TASK OBJECTIVE: Every entry must be duplicated precisely as written.

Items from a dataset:

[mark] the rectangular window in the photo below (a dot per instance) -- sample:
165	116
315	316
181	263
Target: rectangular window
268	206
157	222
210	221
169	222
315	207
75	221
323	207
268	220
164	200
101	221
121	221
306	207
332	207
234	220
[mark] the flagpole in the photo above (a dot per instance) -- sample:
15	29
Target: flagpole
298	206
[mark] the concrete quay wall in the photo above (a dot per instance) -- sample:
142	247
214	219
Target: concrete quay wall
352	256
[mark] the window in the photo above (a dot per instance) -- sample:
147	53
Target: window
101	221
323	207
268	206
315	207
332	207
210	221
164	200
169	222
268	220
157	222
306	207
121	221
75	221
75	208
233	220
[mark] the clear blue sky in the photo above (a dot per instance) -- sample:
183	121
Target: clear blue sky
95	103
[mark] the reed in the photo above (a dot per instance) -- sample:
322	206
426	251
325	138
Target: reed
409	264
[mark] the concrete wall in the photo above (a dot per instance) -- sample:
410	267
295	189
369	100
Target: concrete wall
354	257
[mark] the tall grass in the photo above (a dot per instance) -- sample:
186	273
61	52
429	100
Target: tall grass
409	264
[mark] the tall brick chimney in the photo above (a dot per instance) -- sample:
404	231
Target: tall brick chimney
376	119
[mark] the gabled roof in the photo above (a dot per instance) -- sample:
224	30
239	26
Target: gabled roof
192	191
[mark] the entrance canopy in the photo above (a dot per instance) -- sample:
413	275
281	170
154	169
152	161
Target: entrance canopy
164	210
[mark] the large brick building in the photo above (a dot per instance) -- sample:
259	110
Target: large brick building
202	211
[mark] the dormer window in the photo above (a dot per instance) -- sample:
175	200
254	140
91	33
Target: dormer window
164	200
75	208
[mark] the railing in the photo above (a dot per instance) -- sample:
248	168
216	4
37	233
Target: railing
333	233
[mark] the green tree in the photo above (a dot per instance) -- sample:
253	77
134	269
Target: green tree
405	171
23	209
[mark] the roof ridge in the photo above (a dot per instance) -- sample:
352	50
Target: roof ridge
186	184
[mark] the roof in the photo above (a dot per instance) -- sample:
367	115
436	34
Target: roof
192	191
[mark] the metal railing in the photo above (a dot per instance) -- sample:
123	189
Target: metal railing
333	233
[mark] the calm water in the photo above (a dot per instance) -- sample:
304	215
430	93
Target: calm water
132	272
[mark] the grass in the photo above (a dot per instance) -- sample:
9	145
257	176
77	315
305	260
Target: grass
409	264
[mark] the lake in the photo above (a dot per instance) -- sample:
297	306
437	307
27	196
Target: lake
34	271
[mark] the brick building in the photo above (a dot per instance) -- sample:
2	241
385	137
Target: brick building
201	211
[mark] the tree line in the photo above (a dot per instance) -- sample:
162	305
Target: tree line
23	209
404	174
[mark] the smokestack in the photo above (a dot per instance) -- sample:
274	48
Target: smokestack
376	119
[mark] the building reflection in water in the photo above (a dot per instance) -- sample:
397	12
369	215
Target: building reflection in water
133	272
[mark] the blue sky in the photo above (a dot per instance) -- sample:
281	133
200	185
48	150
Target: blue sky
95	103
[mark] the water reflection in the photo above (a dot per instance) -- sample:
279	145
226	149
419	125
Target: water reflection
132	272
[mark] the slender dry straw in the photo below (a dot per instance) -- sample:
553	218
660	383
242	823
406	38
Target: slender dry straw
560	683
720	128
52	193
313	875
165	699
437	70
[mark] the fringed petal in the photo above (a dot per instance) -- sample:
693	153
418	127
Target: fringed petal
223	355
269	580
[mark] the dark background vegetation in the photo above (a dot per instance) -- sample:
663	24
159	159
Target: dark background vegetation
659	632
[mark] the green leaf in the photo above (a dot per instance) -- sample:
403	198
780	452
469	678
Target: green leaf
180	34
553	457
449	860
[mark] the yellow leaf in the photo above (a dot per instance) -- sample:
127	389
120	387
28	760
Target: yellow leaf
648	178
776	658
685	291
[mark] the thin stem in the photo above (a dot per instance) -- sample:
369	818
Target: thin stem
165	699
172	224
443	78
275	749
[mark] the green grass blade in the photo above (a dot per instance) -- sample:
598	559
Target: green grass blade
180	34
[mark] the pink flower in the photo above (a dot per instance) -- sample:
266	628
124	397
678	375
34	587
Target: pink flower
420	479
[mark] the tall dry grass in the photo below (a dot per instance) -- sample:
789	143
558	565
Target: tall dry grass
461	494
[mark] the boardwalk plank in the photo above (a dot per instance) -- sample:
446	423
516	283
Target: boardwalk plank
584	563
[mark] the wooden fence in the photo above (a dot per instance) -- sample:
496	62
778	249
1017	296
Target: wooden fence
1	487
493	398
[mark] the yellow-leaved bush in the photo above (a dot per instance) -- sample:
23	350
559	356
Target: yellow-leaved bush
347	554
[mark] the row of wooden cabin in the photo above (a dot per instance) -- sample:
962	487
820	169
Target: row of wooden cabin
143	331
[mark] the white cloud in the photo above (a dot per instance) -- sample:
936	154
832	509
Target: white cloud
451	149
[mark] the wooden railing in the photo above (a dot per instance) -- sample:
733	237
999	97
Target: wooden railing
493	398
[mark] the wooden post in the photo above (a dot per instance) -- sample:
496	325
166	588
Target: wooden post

THE ANSWER:
[mark] the rectangular window in the photo below (a dot per instance) -- sample:
165	116
315	316
181	263
Target: rectangular window
268	206
157	222
210	221
169	222
315	207
75	221
323	207
268	220
164	200
101	221
121	221
306	207
332	207
234	220
[mark] the flagpole in the photo above (a dot per instance) -- sample:
15	29
Target: flagpole
298	206
[mark] the concrete quay wall in the photo above (a dot per instance) -- sample:
142	247
214	219
Target: concrete quay wall
352	256
[mark] the window in the photo above (a dot per instance) -- sample:
147	53
Target: window
101	221
323	207
268	206
315	207
332	207
210	221
164	200
169	222
268	220
157	222
306	207
121	221
75	221
75	208
233	220
[mark] the clear blue sky in the photo above (a dot per instance) -- sample:
183	121
Target: clear blue sky
95	103
[mark] the reed in the photo above (a dot per instance) -- sample:
322	206
426	251
325	138
Target: reed
409	264
[mark] the concrete wall in the photo above (a dot per instance) -- sample:
410	267
295	189
369	100
Target: concrete wall
354	257
[mark] the tall grass in the photo above (a dot per instance) -- sample:
186	273
61	52
429	100
Target: tall grass
409	264
[mark] the tall brick chimney in the photo above (a dot per instance) -- sample:
404	231
Target: tall brick chimney
376	119
[mark] the gabled roof in the photo above (a dot per instance) -- sample:
224	30
239	26
Target: gabled roof
192	191
[mark] the entrance canopy in the photo above (a dot per instance) -- sample:
413	275
281	170
154	169
152	161
Target: entrance canopy
164	210
[mark] the large brick building in the photo above (a dot per instance) -- sample:
259	110
Target: large brick building
202	211
[mark] the dormer window in the photo above (a dot per instance) -- sample:
175	200
254	140
91	33
Target: dormer window
164	200
75	208
[mark] the railing in the photo above (a dot per instance) -- sample:
248	168
216	4
37	233
Target: railing
333	233
[mark] the green tree in the photo above (a dot per instance) -- sample:
253	77
134	269
Target: green tree
405	171
23	209
[mark] the roof ridge in the photo above (a dot per instance) -- sample:
352	50
Target: roof ridge
186	184
[mark] the roof in the photo above (a dot per instance) -- sample:
367	115
436	34
Target: roof
192	191
[mark] the metal railing in the photo above (a dot per instance) -- sample:
123	189
Target: metal railing
333	233
[mark] the calm water in the photo above (a dot per instance) -- sample:
304	215
430	93
Target: calm water
132	272
[mark] the grass in the photo above (a dot per instance) -- sample:
9	145
257	176
77	315
305	260
Target: grass
409	264
[mark] the lake in the photo above (a dot per instance) -- sample:
297	306
437	307
27	196
Target: lake
34	271
[mark] the brick building in the photo above (a dot per instance) -- sample:
2	241
385	137
Target: brick building
201	211
[mark] the tree line in the photo above (a dot per instance) -- sample:
162	305
Target: tree line
23	209
404	174
[mark] the smokestack in the photo above (a dot per instance) -- sample:
274	48
Target: smokestack
376	119
[mark] the building reflection in water in the photo above (a dot per instance) -- sample:
397	12
369	215
Target: building reflection in water
133	272
[mark] the blue sky in the photo above (a dot per instance) -- sample:
281	133
200	185
48	150
Target: blue sky
95	103
[mark] the water reflection in the photo above (a dot per instance) -- sample:
279	145
226	149
419	125
Target: water reflection
132	272
[mark] the slender dry straw in the photo below (a dot per instance) -- sample:
553	218
660	383
242	823
406	38
Target: slender dry straw
560	683
720	128
52	193
313	875
165	699
437	70
[mark] the fringed petal in the photo above (a dot per instance) -- sample:
693	153
418	127
Target: fringed petal
223	355
269	580
[mark] the dark background vegetation in the photo above (a dot per instance) -- sample:
663	24
159	159
Target: dark background vegetation
659	632
[mark] the green leaf in the photo above (a dot per instance) -- sample:
403	198
780	452
469	678
Target: green leaf
180	34
553	457
449	860
[mark] the yellow leaf in the photo above (a dot per instance) -- sample:
127	389
120	387
28	760
Target: yellow leaf
648	178
776	658
685	291
[mark] the thin stem in the photo above (a dot per instance) -- sample:
369	818
Target: thin stem
165	699
172	224
443	78
275	749
[mark] the green grass blade in the photo above (a dot per instance) -- sample:
598	559
Target: green grass blade
180	34
[mark] the pink flower in the photo above (a dot per instance) -- sample:
266	628
124	397
678	375
34	587
Target: pink flower
420	479
[mark] the tall dry grass in the photo below (a dot per instance) -- sample:
789	143
558	565
Target: tall dry grass
461	494
[mark] the boardwalk plank in the photo above (a dot per instance) -- sample:
446	423
516	283
Target: boardwalk plank
584	563
[mark] the wooden fence in the photo above (a dot per instance) -- sample:
496	62
778	249
1017	296
Target: wooden fence
1	487
493	398
[mark] the yellow-leaved bush in the photo above (a dot per instance) -- sample:
23	350
559	356
Target: yellow-leaved bush
347	554
[mark] the row of wooden cabin in the photo above (a dot per instance) -- sample:
962	487
820	169
Target: row of wooden cabin
143	331
[mark] the white cloud in the photo above (a dot per instance) -- sample:
936	154
832	509
Target: white cloud
451	149
[mark] the wooden railing in the photo above (a dot per instance) -- sample:
733	237
999	97
Target: wooden railing
493	398
[mark] the wooden post in the photo above (a dot per instance) -- sample:
496	325
166	588
Target: wooden post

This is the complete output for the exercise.